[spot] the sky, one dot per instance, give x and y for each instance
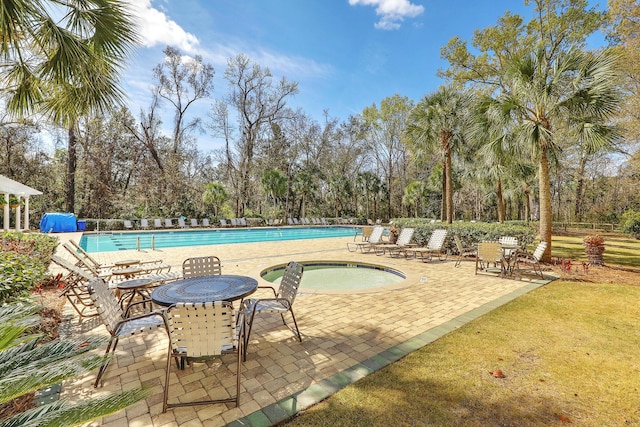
(345, 55)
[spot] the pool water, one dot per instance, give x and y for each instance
(339, 276)
(108, 242)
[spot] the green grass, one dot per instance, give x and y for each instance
(568, 351)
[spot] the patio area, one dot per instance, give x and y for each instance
(346, 335)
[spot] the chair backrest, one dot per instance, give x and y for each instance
(537, 254)
(202, 329)
(73, 269)
(436, 241)
(405, 236)
(508, 240)
(490, 251)
(106, 304)
(376, 234)
(201, 266)
(290, 281)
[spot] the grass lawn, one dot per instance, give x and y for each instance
(564, 353)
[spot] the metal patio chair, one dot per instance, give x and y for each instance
(201, 266)
(199, 332)
(281, 302)
(117, 322)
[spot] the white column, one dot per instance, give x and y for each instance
(18, 213)
(26, 213)
(6, 212)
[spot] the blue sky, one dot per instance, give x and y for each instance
(344, 54)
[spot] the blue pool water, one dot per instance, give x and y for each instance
(108, 242)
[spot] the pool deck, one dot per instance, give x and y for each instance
(346, 335)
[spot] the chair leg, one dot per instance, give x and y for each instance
(107, 359)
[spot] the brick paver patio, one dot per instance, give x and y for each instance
(346, 335)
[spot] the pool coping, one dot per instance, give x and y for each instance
(288, 407)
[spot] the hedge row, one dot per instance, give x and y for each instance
(470, 232)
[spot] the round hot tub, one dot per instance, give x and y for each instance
(339, 276)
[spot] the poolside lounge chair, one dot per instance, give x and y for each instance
(402, 243)
(117, 322)
(435, 246)
(374, 239)
(198, 332)
(281, 302)
(464, 251)
(531, 259)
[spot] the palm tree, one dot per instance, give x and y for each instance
(215, 195)
(65, 68)
(575, 92)
(413, 193)
(28, 365)
(440, 121)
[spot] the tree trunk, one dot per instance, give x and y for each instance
(580, 187)
(70, 184)
(500, 201)
(546, 219)
(448, 185)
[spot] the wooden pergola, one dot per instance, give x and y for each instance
(13, 188)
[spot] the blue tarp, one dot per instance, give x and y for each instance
(58, 222)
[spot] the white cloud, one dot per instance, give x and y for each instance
(156, 28)
(391, 12)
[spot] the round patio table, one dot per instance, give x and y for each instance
(224, 287)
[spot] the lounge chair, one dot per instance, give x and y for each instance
(402, 243)
(435, 246)
(374, 239)
(464, 251)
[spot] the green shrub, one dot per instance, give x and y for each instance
(24, 260)
(631, 223)
(470, 232)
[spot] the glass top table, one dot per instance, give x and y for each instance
(225, 287)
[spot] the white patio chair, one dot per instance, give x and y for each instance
(199, 332)
(116, 321)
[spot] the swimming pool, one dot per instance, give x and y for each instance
(109, 242)
(339, 276)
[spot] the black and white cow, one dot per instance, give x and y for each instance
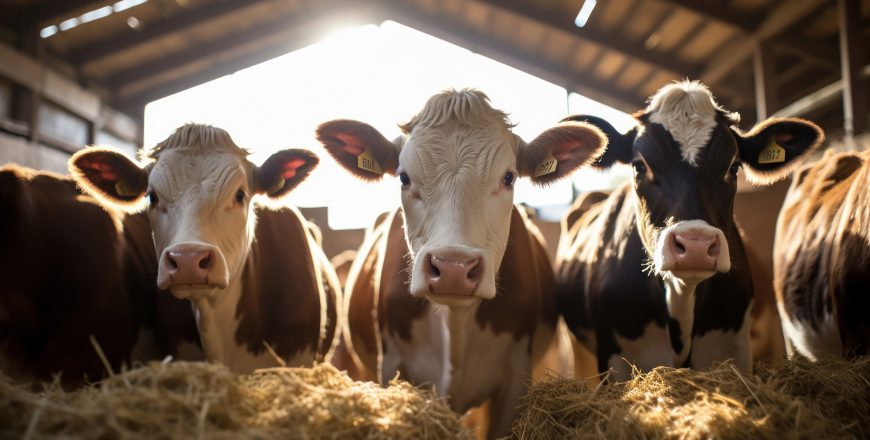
(657, 271)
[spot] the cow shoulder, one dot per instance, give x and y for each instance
(397, 308)
(525, 284)
(281, 301)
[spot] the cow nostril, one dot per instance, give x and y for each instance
(474, 273)
(713, 251)
(433, 270)
(205, 262)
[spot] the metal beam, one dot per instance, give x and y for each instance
(852, 58)
(446, 29)
(555, 20)
(157, 29)
(719, 12)
(779, 20)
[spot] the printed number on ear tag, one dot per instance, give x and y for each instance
(366, 161)
(772, 153)
(547, 166)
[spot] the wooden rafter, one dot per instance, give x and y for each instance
(160, 28)
(226, 43)
(472, 39)
(555, 20)
(780, 19)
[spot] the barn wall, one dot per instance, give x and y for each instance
(45, 115)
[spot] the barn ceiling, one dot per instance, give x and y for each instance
(627, 50)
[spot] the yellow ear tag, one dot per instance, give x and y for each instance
(123, 190)
(366, 161)
(547, 166)
(772, 153)
(277, 186)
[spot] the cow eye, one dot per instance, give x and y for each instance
(509, 179)
(735, 167)
(639, 167)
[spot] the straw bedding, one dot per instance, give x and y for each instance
(201, 400)
(796, 399)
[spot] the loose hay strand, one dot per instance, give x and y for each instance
(203, 400)
(795, 399)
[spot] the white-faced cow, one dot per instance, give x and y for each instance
(455, 289)
(253, 276)
(70, 269)
(822, 258)
(656, 274)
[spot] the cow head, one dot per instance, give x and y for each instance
(198, 189)
(457, 163)
(686, 156)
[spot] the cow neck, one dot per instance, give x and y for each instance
(215, 320)
(680, 298)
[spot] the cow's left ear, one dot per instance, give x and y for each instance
(560, 150)
(283, 171)
(775, 147)
(108, 175)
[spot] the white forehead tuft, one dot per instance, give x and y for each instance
(687, 110)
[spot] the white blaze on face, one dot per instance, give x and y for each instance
(687, 111)
(457, 207)
(198, 212)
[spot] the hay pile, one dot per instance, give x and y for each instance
(798, 399)
(201, 400)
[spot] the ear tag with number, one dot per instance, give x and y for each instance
(124, 190)
(366, 161)
(772, 153)
(547, 166)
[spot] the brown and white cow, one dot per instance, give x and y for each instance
(252, 279)
(822, 258)
(656, 273)
(455, 289)
(70, 269)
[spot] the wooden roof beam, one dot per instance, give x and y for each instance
(307, 18)
(446, 29)
(559, 21)
(719, 12)
(157, 29)
(780, 19)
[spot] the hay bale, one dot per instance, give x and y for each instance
(201, 400)
(796, 399)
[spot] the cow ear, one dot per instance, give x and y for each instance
(109, 176)
(560, 150)
(619, 145)
(284, 171)
(359, 148)
(775, 147)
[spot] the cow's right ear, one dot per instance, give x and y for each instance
(359, 148)
(619, 145)
(109, 176)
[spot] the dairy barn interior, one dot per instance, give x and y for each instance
(125, 73)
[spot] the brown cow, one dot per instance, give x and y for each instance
(822, 258)
(70, 269)
(254, 277)
(458, 280)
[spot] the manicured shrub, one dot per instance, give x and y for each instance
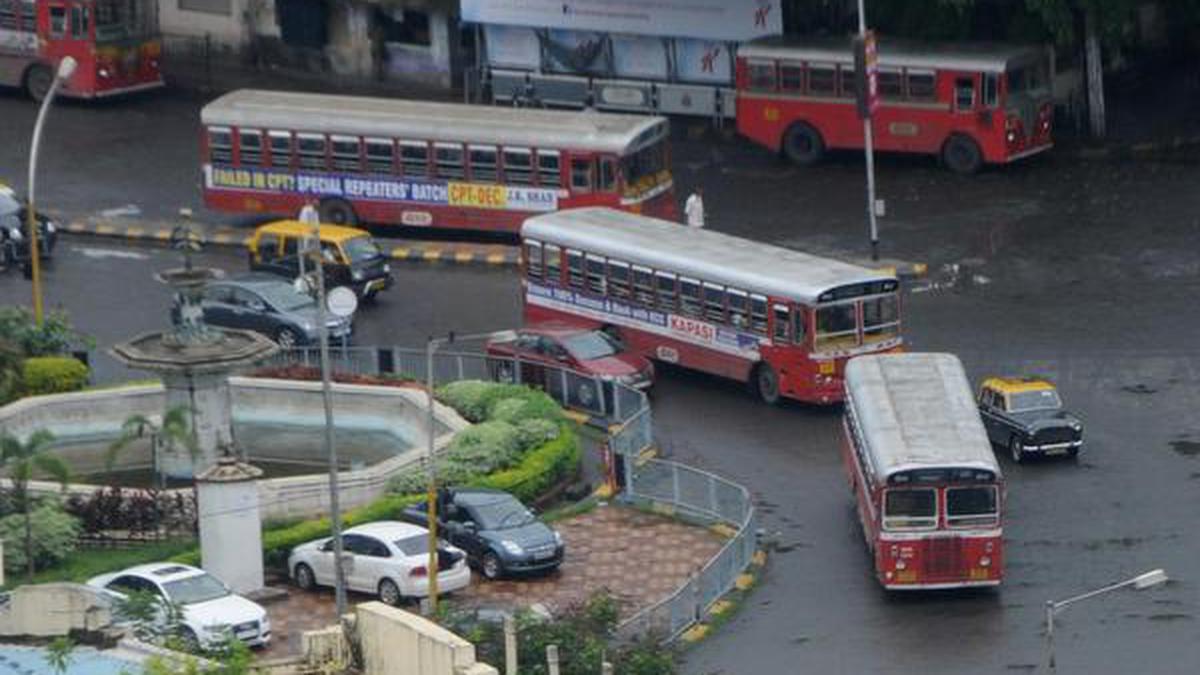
(53, 375)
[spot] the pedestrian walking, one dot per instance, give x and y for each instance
(694, 208)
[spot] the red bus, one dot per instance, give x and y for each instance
(115, 42)
(781, 321)
(967, 105)
(925, 481)
(421, 163)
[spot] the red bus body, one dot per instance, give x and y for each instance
(430, 165)
(994, 97)
(913, 440)
(781, 321)
(114, 42)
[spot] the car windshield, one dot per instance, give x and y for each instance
(361, 249)
(1042, 399)
(502, 514)
(591, 345)
(198, 589)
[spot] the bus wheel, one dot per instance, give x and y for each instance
(37, 82)
(803, 144)
(961, 154)
(766, 383)
(337, 211)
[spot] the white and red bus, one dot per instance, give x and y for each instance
(115, 42)
(925, 481)
(969, 103)
(781, 321)
(424, 163)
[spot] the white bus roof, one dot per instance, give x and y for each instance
(982, 57)
(701, 254)
(396, 118)
(917, 411)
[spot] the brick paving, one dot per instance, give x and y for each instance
(640, 557)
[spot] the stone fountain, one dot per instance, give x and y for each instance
(195, 360)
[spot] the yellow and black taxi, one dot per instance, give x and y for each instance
(15, 233)
(351, 257)
(1025, 414)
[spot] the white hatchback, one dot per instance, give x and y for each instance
(387, 557)
(211, 613)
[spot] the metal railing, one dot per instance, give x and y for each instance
(695, 495)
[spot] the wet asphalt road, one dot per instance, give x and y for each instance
(1087, 273)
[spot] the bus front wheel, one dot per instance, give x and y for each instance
(337, 211)
(803, 144)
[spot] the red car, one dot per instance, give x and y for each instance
(545, 352)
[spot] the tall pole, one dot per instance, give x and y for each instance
(869, 149)
(66, 67)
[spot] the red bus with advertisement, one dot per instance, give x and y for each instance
(969, 105)
(115, 43)
(781, 321)
(424, 163)
(927, 485)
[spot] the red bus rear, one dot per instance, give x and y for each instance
(969, 105)
(927, 485)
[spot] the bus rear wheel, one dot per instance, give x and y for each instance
(337, 211)
(803, 144)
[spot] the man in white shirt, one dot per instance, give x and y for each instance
(694, 208)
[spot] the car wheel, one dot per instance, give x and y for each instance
(305, 578)
(1014, 448)
(491, 567)
(389, 593)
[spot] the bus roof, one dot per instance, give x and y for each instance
(982, 57)
(395, 118)
(700, 254)
(916, 411)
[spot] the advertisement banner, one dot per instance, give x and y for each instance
(450, 193)
(709, 19)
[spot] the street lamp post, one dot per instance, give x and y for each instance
(432, 505)
(66, 69)
(1140, 583)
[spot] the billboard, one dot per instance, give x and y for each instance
(707, 19)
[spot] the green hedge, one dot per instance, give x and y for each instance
(53, 375)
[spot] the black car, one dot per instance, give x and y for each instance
(267, 304)
(15, 231)
(499, 535)
(1026, 416)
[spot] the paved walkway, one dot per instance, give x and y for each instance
(637, 556)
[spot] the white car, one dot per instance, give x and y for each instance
(387, 557)
(210, 610)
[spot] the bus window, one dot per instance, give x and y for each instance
(414, 159)
(250, 147)
(519, 166)
(381, 155)
(618, 280)
(220, 144)
(346, 153)
(553, 260)
(533, 260)
(689, 297)
(575, 269)
(281, 148)
(581, 174)
(448, 160)
(311, 150)
(484, 163)
(549, 172)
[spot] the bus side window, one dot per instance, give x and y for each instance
(250, 147)
(533, 261)
(414, 159)
(281, 148)
(575, 269)
(553, 258)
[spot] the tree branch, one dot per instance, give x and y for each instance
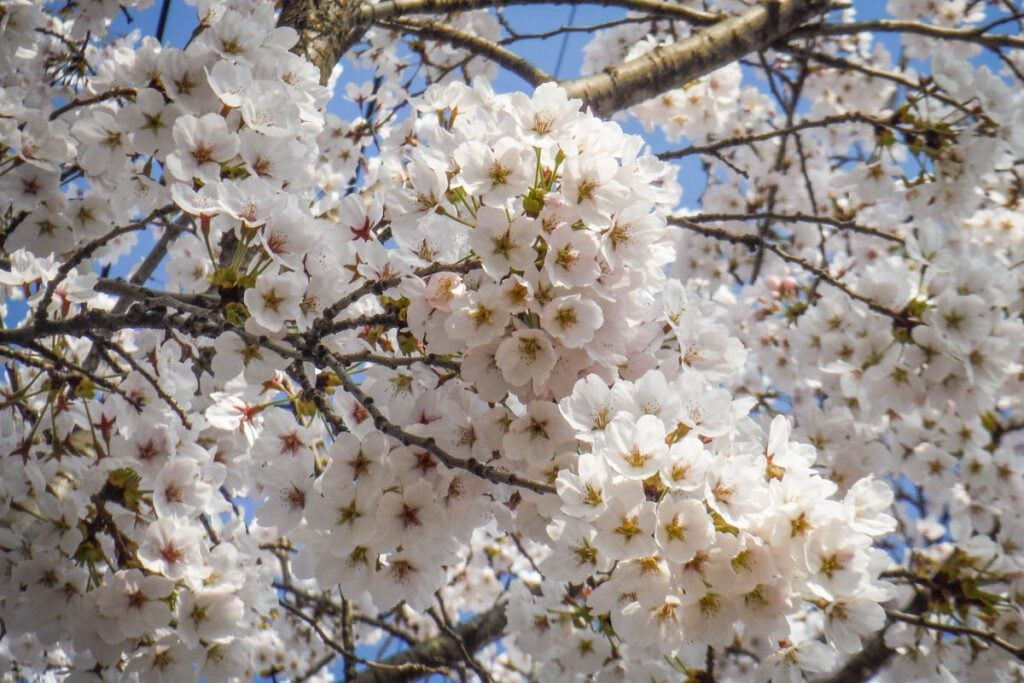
(671, 66)
(479, 46)
(444, 649)
(327, 29)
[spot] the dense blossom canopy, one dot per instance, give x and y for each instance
(461, 386)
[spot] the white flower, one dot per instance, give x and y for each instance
(201, 145)
(571, 319)
(275, 298)
(527, 355)
(172, 547)
(635, 449)
(683, 528)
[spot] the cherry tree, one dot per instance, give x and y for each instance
(462, 386)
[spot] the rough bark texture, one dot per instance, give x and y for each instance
(442, 650)
(672, 66)
(327, 29)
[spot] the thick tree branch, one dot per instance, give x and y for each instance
(327, 29)
(671, 66)
(394, 8)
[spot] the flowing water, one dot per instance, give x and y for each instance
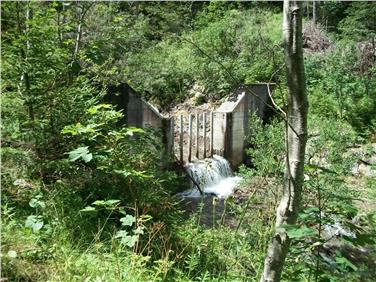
(216, 179)
(213, 175)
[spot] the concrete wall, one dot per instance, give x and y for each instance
(237, 131)
(231, 120)
(140, 113)
(219, 129)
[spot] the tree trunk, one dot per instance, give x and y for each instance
(24, 54)
(314, 11)
(296, 137)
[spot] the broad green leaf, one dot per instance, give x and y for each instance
(130, 241)
(34, 222)
(128, 220)
(80, 153)
(294, 231)
(35, 203)
(122, 172)
(12, 254)
(88, 209)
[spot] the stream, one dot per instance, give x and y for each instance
(217, 181)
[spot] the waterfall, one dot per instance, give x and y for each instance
(213, 175)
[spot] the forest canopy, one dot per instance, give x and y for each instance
(84, 197)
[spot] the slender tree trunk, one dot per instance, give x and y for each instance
(314, 11)
(82, 14)
(296, 138)
(24, 54)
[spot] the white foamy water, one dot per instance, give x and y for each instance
(214, 176)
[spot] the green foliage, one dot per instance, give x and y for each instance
(86, 199)
(267, 148)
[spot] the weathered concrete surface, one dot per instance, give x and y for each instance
(246, 100)
(140, 113)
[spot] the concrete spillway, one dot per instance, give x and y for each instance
(213, 175)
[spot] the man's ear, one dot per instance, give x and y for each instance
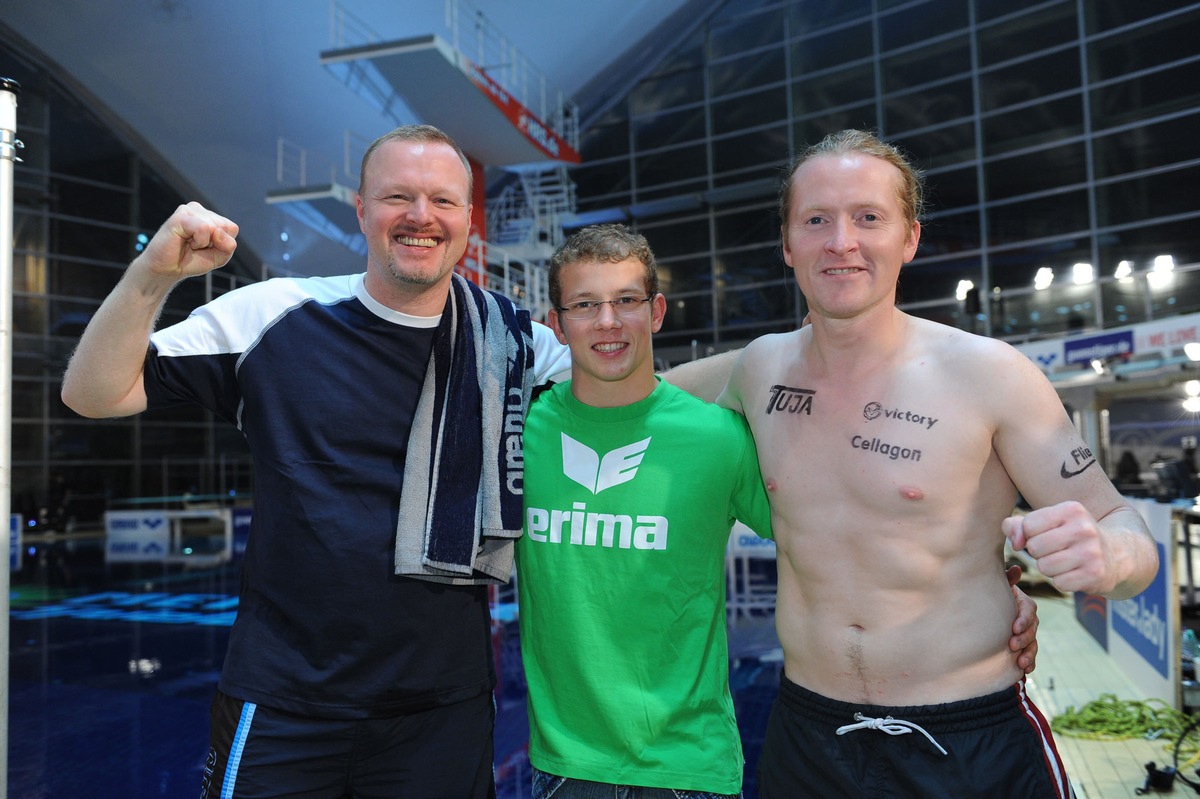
(658, 312)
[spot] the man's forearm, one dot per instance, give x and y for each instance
(1134, 554)
(103, 377)
(705, 378)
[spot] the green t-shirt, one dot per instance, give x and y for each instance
(621, 578)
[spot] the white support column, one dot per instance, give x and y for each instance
(9, 144)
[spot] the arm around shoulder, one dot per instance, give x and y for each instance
(705, 378)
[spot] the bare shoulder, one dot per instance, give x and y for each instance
(759, 364)
(970, 353)
(765, 349)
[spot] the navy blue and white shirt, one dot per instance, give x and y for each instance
(323, 382)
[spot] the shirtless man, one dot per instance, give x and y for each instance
(893, 450)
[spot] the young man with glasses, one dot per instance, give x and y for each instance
(631, 488)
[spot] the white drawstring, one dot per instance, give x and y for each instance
(891, 726)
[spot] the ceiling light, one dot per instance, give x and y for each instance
(1043, 278)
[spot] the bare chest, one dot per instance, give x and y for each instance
(883, 449)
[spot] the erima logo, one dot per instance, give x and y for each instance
(581, 527)
(582, 464)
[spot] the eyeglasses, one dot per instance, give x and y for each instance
(624, 306)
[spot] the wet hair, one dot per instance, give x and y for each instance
(426, 133)
(910, 190)
(606, 244)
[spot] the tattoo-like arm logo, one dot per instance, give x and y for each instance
(789, 400)
(1079, 455)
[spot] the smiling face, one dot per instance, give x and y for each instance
(612, 359)
(414, 210)
(846, 235)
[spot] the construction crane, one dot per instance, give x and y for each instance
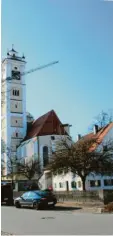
(35, 69)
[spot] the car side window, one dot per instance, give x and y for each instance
(25, 195)
(32, 195)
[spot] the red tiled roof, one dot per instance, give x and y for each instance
(47, 124)
(99, 136)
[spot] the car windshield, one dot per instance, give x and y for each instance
(41, 193)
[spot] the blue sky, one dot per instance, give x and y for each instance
(78, 33)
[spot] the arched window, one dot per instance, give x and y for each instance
(45, 155)
(16, 92)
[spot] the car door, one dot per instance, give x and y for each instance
(31, 198)
(24, 199)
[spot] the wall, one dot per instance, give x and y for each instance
(28, 149)
(60, 180)
(8, 65)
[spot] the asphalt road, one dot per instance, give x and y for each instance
(32, 222)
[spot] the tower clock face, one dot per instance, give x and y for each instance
(15, 75)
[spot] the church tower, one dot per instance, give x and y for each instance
(14, 125)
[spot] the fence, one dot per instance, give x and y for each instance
(80, 196)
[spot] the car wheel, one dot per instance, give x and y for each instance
(36, 206)
(17, 205)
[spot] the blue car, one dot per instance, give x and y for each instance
(36, 199)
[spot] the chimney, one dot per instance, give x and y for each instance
(78, 137)
(67, 128)
(95, 129)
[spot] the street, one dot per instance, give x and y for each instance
(31, 222)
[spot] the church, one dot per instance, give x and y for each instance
(22, 135)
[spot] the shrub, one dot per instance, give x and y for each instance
(109, 207)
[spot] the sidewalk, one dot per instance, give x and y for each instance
(79, 207)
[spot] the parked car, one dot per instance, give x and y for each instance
(6, 193)
(36, 199)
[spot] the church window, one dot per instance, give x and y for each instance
(16, 92)
(45, 156)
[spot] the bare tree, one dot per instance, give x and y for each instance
(82, 159)
(103, 119)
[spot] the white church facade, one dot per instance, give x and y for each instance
(40, 138)
(13, 111)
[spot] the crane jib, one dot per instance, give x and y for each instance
(39, 68)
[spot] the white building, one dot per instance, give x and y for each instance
(40, 141)
(93, 182)
(13, 128)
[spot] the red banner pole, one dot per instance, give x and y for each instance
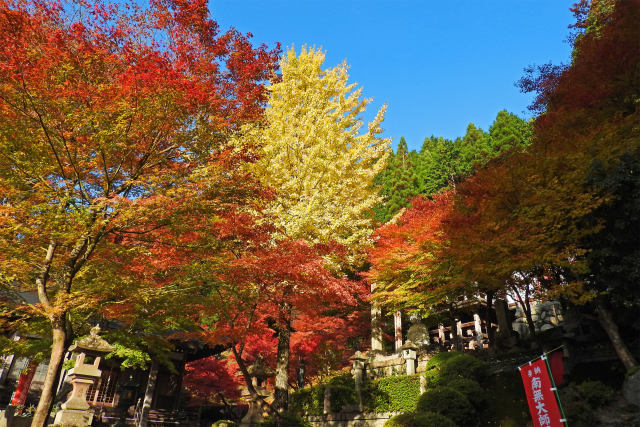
(555, 389)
◆ ◆ ◆ ◆
### COSA FARE
Riporta tali e quali le righe che vanno da quella che contiene "[spot] the asphalt" fino all'ultima riga delle voci, estremi compresi, lasciando fuori le immagini.

### RISULTATO
[spot] the asphalt road, one dot per instance, give x and y for each instance
(32, 222)
[spot] the tower clock face, one dot per instance, give x and y for each instance
(15, 75)
[spot] the church tower, one dot per instance, give x and y for each instance
(14, 125)
[spot] the fence, one dot per instance, give x and y for each instance
(80, 196)
[spot] the car wheel, one dot per instance, give x and y for each instance
(36, 206)
(17, 205)
[spot] the blue car, one dot per instance, give x and y for each instance
(36, 199)
[spot] the chimney, one dot per instance, give x and y for each instance
(78, 137)
(67, 128)
(95, 129)
[spot] the street, one dot per instance, give x and y for each instance
(31, 222)
[spot] the church, one dot per instance, give x and y for each instance
(22, 135)
[spot] the shrub, one dot per instance, give x and y for each instance
(109, 207)
[spot] the sidewalk, one dot per instance, give x and y for each instance
(79, 207)
[spot] the parked car, one dot per instance, give x and y for each instance
(6, 193)
(36, 199)
[spot] the church window, one dot per instance, give x and y for each instance
(16, 92)
(45, 156)
[spot] the bare tree, one dot per instance, give x and y for each instance
(82, 159)
(103, 119)
[spot] the white church facade, one dot per instance, give x and y for each instance
(40, 138)
(13, 111)
[spot] the crane jib, one dot per instance, give x and y for each instance
(39, 68)
[spot] the white building, one dot per instance, give x and y for each instance
(40, 141)
(93, 182)
(13, 128)
[spot] the red banner pole, one dot per instance, give x and y for each instance
(555, 389)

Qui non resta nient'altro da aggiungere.